How is your company innovating?

As a values-based and R&D-driven biopharmaceutical company celebrating 240 years this summer, we remain focused on continuing to bring life-transforming treatments to patients worldwide by delivering on our highly innovative pipeline and our continued commitment to patients, our people, and the planet. We have built and prioritized a world-class, state-of-the-art, externally-facing R&D engine that has generated an innovative and modality-diverse pipeline of approximately 40 clinical-stage new molecular entities (NMEs). We have also forged new teams and collaborations to help enable this innovation swiftly and efficiently. Altogether this is helping us to  bring better health for patients and a brighter future for the world.

We recently provided an update on our Wave 1 pipeline, which includes 11 unique NMEs, representing potential best-in-class/first-in-class therapies in critical therapeutic categories such as oncology, rare genetics and hematology, neuroscience, gastroenterology, and vaccines. In fact, by the end of our fiscal year 2021, we anticipate up to six new molecular entity regulatory submissions, with the potential for four approvals. In addition, we expect seven programs in pivotal studies across 10 indications by fiscal-year-end. And R&D is cornerstone in our capital allocation planning as we look to ensure long-term sustainable growth. In fact, we recently announced our plan to increase our R&D investment to JPY500-550 billion (about $4.5 billion to 5 billion) in fiscal year 2021 to accelerate progress in our pipeline.

Beyond the Wave 1 pipeline, our research engine, comprised of internal research capabilities and more than 200 active partnerships, is rapidly advancing a steady stream of next-generation therapies in Wave 2 of our pipeline that will provide sustained growth in fiscal year 2025 and beyond.  Altogether, our approach to R&D has the potential to contribute significantly to revenue growth over the next decade, with the majority of revenue growth expected to come from our Wave 1 pipeline as well as our existing 14 global brands.

**Exercise tasks**
(A) In the R&D passage, switch "partnerships" to "collaborations" and write out the part starting with "Beyond the Wave" and going on through "14 global brands.".
(B) According to the R&D passage, about how many clinical-stage new molecular entities are in the company's pipeline?
(C) Extend the R&D passage with the next part, picking up after its final sentence.

**Dataset entries**

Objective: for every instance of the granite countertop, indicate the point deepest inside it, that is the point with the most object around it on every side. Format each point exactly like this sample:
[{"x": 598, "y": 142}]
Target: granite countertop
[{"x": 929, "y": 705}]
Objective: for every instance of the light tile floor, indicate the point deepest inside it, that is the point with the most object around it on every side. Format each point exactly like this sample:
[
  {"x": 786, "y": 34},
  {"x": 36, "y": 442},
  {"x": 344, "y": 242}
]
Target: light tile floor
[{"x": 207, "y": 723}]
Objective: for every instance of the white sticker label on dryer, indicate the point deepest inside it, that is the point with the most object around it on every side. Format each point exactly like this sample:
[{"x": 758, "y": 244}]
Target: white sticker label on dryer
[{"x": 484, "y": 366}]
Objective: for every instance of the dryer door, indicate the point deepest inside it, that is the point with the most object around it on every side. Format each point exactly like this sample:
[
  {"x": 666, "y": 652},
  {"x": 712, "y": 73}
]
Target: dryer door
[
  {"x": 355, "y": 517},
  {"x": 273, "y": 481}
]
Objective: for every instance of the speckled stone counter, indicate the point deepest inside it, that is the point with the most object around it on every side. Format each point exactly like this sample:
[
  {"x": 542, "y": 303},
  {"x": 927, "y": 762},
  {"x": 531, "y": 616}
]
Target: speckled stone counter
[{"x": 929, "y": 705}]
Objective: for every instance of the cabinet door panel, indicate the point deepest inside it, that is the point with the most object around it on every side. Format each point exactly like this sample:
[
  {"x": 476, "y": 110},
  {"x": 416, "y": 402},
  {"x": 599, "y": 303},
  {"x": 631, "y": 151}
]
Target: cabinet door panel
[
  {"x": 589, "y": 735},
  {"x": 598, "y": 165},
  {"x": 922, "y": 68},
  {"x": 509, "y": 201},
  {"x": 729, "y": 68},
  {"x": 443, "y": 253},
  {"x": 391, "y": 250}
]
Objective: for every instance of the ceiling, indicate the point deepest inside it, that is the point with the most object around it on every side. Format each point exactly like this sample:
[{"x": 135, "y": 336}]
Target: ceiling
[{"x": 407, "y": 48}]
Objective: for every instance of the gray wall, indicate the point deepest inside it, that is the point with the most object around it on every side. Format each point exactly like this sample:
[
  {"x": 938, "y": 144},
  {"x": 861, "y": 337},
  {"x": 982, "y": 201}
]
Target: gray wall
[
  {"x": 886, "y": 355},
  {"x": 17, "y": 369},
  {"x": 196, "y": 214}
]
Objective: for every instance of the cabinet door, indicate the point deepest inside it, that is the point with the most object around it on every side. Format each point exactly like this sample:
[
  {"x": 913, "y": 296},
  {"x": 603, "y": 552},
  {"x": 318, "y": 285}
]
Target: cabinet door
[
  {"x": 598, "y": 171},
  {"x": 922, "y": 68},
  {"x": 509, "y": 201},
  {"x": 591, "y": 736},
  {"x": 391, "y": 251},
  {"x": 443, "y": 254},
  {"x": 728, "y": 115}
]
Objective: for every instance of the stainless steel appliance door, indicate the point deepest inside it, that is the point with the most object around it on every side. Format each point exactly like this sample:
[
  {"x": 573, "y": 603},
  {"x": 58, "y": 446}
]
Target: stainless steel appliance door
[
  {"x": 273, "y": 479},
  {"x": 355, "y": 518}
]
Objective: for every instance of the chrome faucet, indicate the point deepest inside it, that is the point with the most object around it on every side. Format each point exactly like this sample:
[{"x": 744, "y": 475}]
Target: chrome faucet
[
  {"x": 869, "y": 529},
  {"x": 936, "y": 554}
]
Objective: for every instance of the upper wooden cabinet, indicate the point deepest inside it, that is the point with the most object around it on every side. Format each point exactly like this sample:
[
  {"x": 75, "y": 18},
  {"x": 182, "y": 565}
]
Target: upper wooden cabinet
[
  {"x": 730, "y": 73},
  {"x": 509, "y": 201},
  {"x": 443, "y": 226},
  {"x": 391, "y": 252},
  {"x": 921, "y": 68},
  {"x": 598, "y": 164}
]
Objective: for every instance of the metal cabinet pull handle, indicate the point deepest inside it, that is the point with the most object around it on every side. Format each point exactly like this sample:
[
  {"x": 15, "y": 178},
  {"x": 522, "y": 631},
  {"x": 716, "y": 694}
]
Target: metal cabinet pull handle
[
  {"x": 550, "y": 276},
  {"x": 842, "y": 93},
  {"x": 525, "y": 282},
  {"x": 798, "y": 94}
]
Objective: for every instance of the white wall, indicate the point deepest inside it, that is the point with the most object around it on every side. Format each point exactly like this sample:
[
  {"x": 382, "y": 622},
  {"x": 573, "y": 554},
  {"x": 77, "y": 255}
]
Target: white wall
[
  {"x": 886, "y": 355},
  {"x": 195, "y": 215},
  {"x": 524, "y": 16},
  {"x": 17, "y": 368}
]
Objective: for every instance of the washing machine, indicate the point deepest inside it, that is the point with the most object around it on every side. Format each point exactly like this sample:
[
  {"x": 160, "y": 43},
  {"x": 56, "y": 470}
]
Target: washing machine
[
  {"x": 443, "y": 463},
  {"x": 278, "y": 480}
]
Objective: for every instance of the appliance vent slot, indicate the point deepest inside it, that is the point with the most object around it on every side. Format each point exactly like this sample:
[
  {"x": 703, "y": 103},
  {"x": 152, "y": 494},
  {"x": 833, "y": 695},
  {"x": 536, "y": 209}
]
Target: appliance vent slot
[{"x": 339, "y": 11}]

**Task responses**
(A)
Beyond the Wave 1 pipeline, our research engine, comprised of internal research capabilities and more than 200 active collaborations, is rapidly advancing a steady stream of next-generation therapies in Wave 2 of our pipeline that will provide sustained growth in fiscal year 2025 and beyond.  Altogether, our approach to R&D has the potential to contribute significantly to revenue growth over the next decade, with the majority of revenue growth expected to come from our Wave 1 pipeline as well as our existing 14 global brands.

(B) Approximately 40.

(C)
Further, it’s important to understand that we are committed to ensuring patient access to these transformational therapies. Our R&D model is just not as meaningful if patients can’t access these new, important therapies.

What's the most important lesson you have learned in your career?

I have learned many important lessons throughout my career that have helped me grow and become the leader and person I am today. For example, I’ve had the privilege to work in many different countries with colleagues from a variety of backgrounds. Lessons learned from those unique experiences have helped me foster a values-based culture at Takeda where we strive to have a workforce as diverse as the communities and patients we serve. In fact, my own executive team is quite diverse and I believe we are stronger as a company because of it.

Another important lesson I’ve learned is that to be successful you must work to build resilience and adaptability. In fact, I firmly believe that both characteristics play a tremendous role in determining if and how companies grow over the long-term versus those that stagnate. In business, there are always many challenges or setbacks, for both individuals and companies, but I’ve learned that how you face these challenges (and lead during times of adversity) make all the difference.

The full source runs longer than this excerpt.